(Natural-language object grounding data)
######
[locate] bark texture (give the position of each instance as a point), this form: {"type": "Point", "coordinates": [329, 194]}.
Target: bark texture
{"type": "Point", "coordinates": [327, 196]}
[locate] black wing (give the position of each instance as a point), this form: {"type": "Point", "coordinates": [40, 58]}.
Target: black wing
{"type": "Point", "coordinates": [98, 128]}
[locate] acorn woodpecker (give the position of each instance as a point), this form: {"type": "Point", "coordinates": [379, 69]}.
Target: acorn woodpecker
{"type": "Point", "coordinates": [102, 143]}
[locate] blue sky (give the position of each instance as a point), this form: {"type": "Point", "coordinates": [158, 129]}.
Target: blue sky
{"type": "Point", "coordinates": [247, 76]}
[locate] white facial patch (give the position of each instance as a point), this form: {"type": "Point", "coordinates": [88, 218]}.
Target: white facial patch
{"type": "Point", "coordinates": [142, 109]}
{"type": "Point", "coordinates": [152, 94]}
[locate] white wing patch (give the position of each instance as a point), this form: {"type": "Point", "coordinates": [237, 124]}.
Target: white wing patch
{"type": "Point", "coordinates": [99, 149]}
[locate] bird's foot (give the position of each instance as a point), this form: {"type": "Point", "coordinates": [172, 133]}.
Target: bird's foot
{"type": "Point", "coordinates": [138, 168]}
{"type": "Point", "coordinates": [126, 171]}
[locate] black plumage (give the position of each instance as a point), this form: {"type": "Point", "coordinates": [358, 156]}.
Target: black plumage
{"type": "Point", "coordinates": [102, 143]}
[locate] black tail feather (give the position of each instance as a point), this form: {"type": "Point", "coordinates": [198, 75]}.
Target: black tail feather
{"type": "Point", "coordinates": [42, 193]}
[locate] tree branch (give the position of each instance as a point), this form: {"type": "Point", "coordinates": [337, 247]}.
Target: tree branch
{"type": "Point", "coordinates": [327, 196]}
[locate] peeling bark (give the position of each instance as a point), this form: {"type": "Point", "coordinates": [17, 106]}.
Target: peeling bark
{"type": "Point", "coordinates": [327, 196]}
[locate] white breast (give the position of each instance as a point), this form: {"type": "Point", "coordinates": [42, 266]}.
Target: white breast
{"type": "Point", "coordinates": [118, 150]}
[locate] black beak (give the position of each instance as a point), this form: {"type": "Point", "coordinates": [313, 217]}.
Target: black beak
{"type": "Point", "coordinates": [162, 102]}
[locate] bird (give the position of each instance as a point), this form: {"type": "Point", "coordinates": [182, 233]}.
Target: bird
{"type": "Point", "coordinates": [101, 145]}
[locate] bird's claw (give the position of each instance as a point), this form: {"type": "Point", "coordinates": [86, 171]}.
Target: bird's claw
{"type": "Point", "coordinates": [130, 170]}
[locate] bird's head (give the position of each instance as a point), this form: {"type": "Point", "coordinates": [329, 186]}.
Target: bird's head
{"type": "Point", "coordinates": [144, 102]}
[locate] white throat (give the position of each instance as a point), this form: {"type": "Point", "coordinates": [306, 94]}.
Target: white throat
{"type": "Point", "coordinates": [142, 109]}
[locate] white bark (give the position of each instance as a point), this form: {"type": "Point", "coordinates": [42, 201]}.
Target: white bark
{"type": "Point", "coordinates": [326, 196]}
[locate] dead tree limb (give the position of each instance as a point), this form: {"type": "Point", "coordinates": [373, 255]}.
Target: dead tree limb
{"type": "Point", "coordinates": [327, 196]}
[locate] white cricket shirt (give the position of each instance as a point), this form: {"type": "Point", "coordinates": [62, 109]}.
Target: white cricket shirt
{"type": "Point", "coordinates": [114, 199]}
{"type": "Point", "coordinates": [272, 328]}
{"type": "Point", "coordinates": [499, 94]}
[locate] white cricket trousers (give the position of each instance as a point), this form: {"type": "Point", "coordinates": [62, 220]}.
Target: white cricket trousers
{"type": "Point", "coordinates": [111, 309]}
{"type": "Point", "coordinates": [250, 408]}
######
What you need to do: Retype every line above with nothing changed.

Reply:
[locate] bark texture (give the position of each instance as a point), this form: {"type": "Point", "coordinates": [329, 194]}.
Target: bark texture
{"type": "Point", "coordinates": [327, 196]}
[locate] black wing (give the position of each instance as a point), this form: {"type": "Point", "coordinates": [40, 58]}.
Target: black wing
{"type": "Point", "coordinates": [98, 128]}
[locate] acorn woodpecker (give the position of each instance as a point), this form: {"type": "Point", "coordinates": [379, 69]}.
Target: acorn woodpecker
{"type": "Point", "coordinates": [102, 143]}
[locate] blue sky (give the position of each instance as a point), this form: {"type": "Point", "coordinates": [158, 129]}.
Target: blue sky
{"type": "Point", "coordinates": [247, 76]}
[locate] white facial patch (give the position of each instance as a point), this form: {"type": "Point", "coordinates": [88, 218]}.
Target: white facial patch
{"type": "Point", "coordinates": [142, 109]}
{"type": "Point", "coordinates": [152, 94]}
[locate] white wing patch (give the position of each instance as a point), this form: {"type": "Point", "coordinates": [237, 124]}.
Target: white wing patch
{"type": "Point", "coordinates": [99, 149]}
[locate] bird's foot (give the position of each instance as a point), this form: {"type": "Point", "coordinates": [172, 133]}.
Target: bird's foot
{"type": "Point", "coordinates": [138, 168]}
{"type": "Point", "coordinates": [126, 171]}
[locate] black plumage (give the position of each instance as a point), this form: {"type": "Point", "coordinates": [358, 156]}.
Target: black plumage
{"type": "Point", "coordinates": [102, 143]}
[locate] black tail feather (give the position of each instance as a point), this form: {"type": "Point", "coordinates": [198, 75]}.
Target: black tail feather
{"type": "Point", "coordinates": [42, 193]}
[locate] tree branch (give the position of each instance as a point), this form: {"type": "Point", "coordinates": [337, 247]}.
Target: tree branch
{"type": "Point", "coordinates": [327, 196]}
[locate] peeling bark (give the position of each instance as a point), this form: {"type": "Point", "coordinates": [17, 106]}.
Target: peeling bark
{"type": "Point", "coordinates": [327, 196]}
[locate] white breast (give the position of each instance as a point), this form: {"type": "Point", "coordinates": [42, 266]}.
Target: white breast
{"type": "Point", "coordinates": [118, 150]}
[locate] black beak (give the position of each instance as a point), this form: {"type": "Point", "coordinates": [313, 217]}.
Target: black beak
{"type": "Point", "coordinates": [162, 102]}
[locate] bird (give the position of each instance as a point), this form: {"type": "Point", "coordinates": [182, 233]}.
Target: bird
{"type": "Point", "coordinates": [101, 145]}
[locate] bird's claw (give the position of each instance as a point), this form: {"type": "Point", "coordinates": [86, 171]}.
Target: bird's claw
{"type": "Point", "coordinates": [130, 170]}
[locate] bird's head (give the position of each instance as a point), this form: {"type": "Point", "coordinates": [329, 186]}.
Target: bird's head
{"type": "Point", "coordinates": [144, 102]}
[locate] white throat (give the position of each instance as a point), this form: {"type": "Point", "coordinates": [306, 94]}.
Target: white throat
{"type": "Point", "coordinates": [142, 109]}
[locate] white bark (give the position of each instance as a point), this form: {"type": "Point", "coordinates": [42, 201]}.
Target: white bark
{"type": "Point", "coordinates": [326, 196]}
[locate] dead tree limb (give the position of each instance as a point), this form: {"type": "Point", "coordinates": [373, 255]}.
Target: dead tree limb
{"type": "Point", "coordinates": [327, 196]}
[locate] white cricket shirt (give the position of each instance as a point), this form: {"type": "Point", "coordinates": [62, 109]}.
Target: white cricket shirt
{"type": "Point", "coordinates": [114, 199]}
{"type": "Point", "coordinates": [272, 328]}
{"type": "Point", "coordinates": [499, 94]}
[locate] white cricket trousers (give the position of each instance as a point), this form: {"type": "Point", "coordinates": [62, 220]}.
Target: white cricket trousers
{"type": "Point", "coordinates": [111, 309]}
{"type": "Point", "coordinates": [250, 408]}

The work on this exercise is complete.